STATED PROBLEM: Show every line of the items below that contains the string "tree", treating uppercase and lowercase letters as distinct.

DATA EXCERPTS:
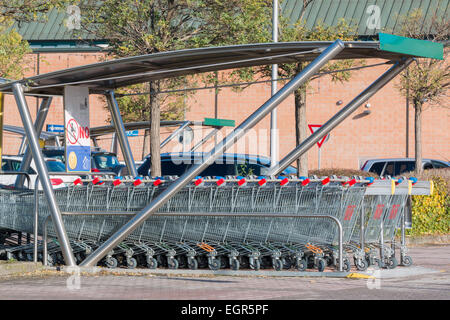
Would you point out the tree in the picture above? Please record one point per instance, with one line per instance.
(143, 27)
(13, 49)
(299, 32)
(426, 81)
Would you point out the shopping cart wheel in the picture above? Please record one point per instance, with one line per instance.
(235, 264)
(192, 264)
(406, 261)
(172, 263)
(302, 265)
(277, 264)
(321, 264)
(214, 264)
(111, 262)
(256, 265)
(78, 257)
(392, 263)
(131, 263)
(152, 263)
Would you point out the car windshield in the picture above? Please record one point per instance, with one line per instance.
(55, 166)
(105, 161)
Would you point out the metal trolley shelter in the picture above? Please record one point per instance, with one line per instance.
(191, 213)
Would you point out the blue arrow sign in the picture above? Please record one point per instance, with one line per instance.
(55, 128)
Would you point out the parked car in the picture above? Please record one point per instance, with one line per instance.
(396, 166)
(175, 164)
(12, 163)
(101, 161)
...
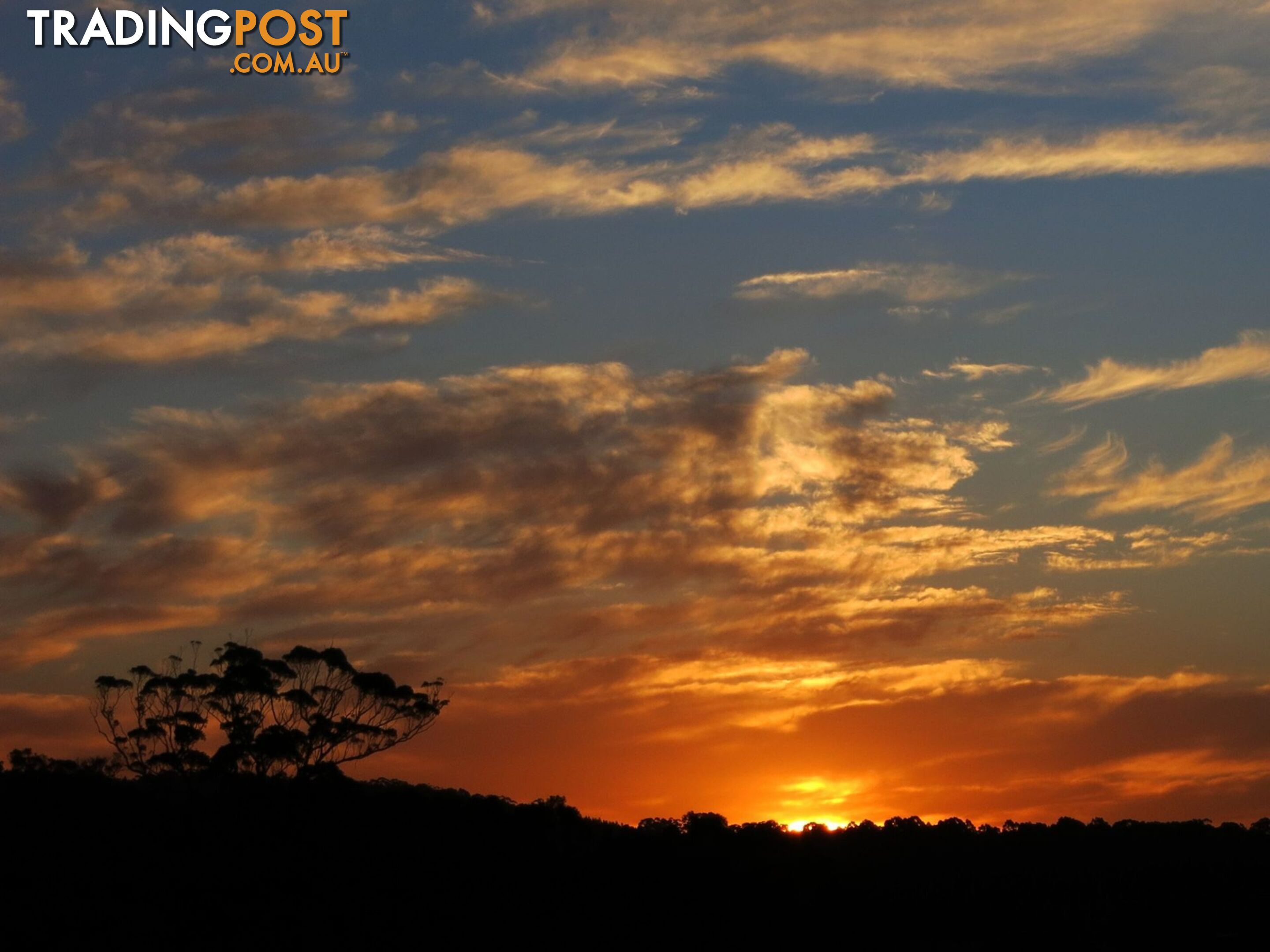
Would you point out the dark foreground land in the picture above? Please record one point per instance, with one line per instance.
...
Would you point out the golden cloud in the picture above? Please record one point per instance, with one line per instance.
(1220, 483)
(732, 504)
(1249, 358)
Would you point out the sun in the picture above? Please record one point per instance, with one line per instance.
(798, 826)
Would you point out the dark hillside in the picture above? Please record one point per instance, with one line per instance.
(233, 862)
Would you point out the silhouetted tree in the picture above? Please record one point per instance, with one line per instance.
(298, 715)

FINAL RESULT:
Would you point out the tree in the picture above? Please record one point per instance, with one line per instance.
Would you point out the silhouetted tree in the picture above? Please record one point per instance, with one line per instance.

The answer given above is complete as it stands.